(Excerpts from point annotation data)
....
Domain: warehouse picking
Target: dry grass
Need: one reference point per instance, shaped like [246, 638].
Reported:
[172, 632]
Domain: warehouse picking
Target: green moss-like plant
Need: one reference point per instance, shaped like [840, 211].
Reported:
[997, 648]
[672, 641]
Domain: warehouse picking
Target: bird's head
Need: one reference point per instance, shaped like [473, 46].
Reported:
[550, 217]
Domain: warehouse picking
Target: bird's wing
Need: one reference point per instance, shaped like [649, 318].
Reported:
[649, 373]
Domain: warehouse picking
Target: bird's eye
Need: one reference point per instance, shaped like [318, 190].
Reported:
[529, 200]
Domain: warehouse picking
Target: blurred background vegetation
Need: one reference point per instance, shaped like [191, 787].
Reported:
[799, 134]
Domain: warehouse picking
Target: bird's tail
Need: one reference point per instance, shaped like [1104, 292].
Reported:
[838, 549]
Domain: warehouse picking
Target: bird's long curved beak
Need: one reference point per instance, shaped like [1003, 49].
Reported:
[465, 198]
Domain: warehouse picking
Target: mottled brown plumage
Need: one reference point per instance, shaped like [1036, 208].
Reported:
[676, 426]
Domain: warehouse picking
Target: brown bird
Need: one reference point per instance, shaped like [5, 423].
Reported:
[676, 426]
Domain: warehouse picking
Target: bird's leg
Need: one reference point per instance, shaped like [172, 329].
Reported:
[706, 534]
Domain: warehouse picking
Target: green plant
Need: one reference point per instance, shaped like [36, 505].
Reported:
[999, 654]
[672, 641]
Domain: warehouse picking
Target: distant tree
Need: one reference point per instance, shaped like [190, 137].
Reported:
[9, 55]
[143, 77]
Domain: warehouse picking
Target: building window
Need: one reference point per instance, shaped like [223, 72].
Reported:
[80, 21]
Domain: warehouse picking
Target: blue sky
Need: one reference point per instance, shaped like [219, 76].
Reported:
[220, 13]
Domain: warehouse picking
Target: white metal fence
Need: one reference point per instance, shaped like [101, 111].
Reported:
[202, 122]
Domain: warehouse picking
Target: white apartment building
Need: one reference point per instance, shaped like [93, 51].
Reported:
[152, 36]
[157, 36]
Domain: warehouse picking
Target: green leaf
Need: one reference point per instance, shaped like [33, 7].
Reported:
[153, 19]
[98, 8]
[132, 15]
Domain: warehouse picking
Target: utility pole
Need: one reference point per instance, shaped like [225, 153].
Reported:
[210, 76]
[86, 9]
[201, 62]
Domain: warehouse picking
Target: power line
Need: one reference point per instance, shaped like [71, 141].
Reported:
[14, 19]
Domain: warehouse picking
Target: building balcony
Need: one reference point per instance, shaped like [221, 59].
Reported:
....
Stated goal
Reproduce each record exactly, leaving nothing out.

Written answer
Domain: warehouse picking
Target: dry grass
Need: one reference point per instance, shaped like [246, 638].
Reported:
[172, 632]
Domain: warehouse picking
Target: green moss-like plant
Need: one reference point per instance, shaped like [840, 211].
Reported:
[997, 648]
[672, 641]
Domain: warehouse picking
Target: bird's head
Need: one reference point per instance, shaped like [473, 46].
Reported:
[550, 217]
Domain: warehouse picking
Target: bird's wing
Need: one reference point per instance, shaped like [649, 318].
Reported:
[649, 373]
Domain: warehouse picking
Target: bird's eye
Need: one reference point per instance, shaped like [318, 190].
Reported:
[529, 200]
Domain: warehouse picking
Target: blurred background vegetation
Need: one reference point per instance, shaped like [191, 787].
Reported:
[799, 134]
Domain: warehouse picking
Target: bird's tail
Need: one reference point per instance, shaped like [1104, 292].
Reported:
[838, 549]
Domain: warehouse picking
Target: bird's long curved beak
Need: one reference point per instance, shaped like [1003, 49].
Reported:
[465, 198]
Domain: warehouse picking
Target: mottled brown plumage
Need: one reference point per instance, shaped like [1036, 208].
Reported:
[676, 426]
Domain: warehouse picking
Target: brown bird
Need: one reference point per instance, shaped like [5, 423].
Reported:
[676, 426]
Domain: warehouse picking
Target: bird's leg
Need: one reference point per instance, shaped like [172, 329].
Reported:
[706, 534]
Domain: warehouse picking
Target: green plant
Need: one reference point per instance, shaped like [36, 505].
Reported:
[999, 654]
[672, 641]
Domain: warehouse picking
Target: distant tree
Need: one reference point per instance, shaped like [190, 137].
Reported:
[9, 55]
[143, 77]
Domain: warehouse picking
Target: building window
Need: one reference point per instance, shaped like [223, 72].
Reported:
[80, 21]
Domain: warehouse picking
Target: blue sky
Need: one reference point per instance, shaped like [219, 76].
Reported:
[220, 13]
Domain: warehouse picking
Target: white metal fence
Need: one reference point per instance, shaped like [101, 111].
Reported:
[202, 122]
Domain: warehouse picking
Target: white apartment building
Need: one reference point per instance, shaped like [93, 51].
Reported:
[152, 36]
[157, 36]
Domain: warehouse picking
Target: green leaf
Need: one reference point per instance, shaped like [33, 7].
Reported:
[153, 19]
[98, 8]
[132, 15]
Domain: warehouse picking
Target: utility pole
Need: one reference point per instance, shaped like [225, 153].
Reported:
[210, 76]
[86, 9]
[201, 62]
Domain: warehouse picking
Target: power line
Need: one reference point per instance, shaped like [71, 141].
Reported:
[14, 19]
Domain: warehouse picking
Target: building balcony
Need: one reference point per instance, shaped like [221, 59].
Reported:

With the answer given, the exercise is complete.